* [Working data]
===

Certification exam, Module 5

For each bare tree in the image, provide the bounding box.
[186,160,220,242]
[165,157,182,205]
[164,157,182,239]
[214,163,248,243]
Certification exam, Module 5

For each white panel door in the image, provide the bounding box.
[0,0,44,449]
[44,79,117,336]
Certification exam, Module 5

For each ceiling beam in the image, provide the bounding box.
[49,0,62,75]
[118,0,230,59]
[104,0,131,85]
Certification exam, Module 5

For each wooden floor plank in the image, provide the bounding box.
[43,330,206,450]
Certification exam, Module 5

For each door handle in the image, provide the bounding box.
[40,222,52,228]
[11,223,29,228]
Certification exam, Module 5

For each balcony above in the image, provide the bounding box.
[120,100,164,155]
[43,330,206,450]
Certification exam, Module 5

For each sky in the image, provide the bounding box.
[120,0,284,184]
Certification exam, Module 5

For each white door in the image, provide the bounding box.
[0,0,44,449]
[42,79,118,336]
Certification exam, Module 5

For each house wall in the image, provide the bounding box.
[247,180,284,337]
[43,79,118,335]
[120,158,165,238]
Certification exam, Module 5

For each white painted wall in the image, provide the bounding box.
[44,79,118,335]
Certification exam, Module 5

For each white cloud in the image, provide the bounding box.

===

* [Work instructions] Reproduce all the rows above, requests included, adding -110 to every bounding box coordinate in the answers.

* [Output of the task]
Certification exam, Module 5

For each bare tree in the image, provide the bounding box.
[76,50,110,132]
[55,47,72,95]
[54,47,72,129]
[104,53,138,133]
Certification exam, Module 5

For each white panel door in the image, provide the bounding box.
[-110,-110,-66,339]
[-66,-31,7,226]
Certification exam, Module 5

For each ceiling beam in the image, provide the bounding box.
[-61,-110,-48,-35]
[8,-110,120,-51]
[-6,-110,21,-25]
Certification exam, Module 5

For each wooden floor plank in the image, provide the bounding box.
[-67,220,96,340]
Certification exam, Module 5

For each door handle in the image, provide the bounding box.
[-70,112,-58,118]
[-99,113,-81,118]
Certification exam, Module 5

For each balcony above in the image, provide the bounding box.
[10,-10,54,45]
[-67,220,96,340]
Certification exam, Module 5

For each sky in the image, provide the bounding box.
[10,-110,174,74]
Certification exam, Module 5

For each white door in the image, provide the bounding box.
[-110,-110,-66,339]
[-68,-31,8,226]
Certification exam, Module 5

For each house wall in the image, provide the bounding box.
[137,70,174,227]
[-67,-31,8,225]
[10,48,55,128]
Certification exam, Module 5

For each white painted wall in the image, provide the bounding box.
[-66,-31,8,225]
Certification exam, Module 5

For each white cloud in the image, provide the bounding box.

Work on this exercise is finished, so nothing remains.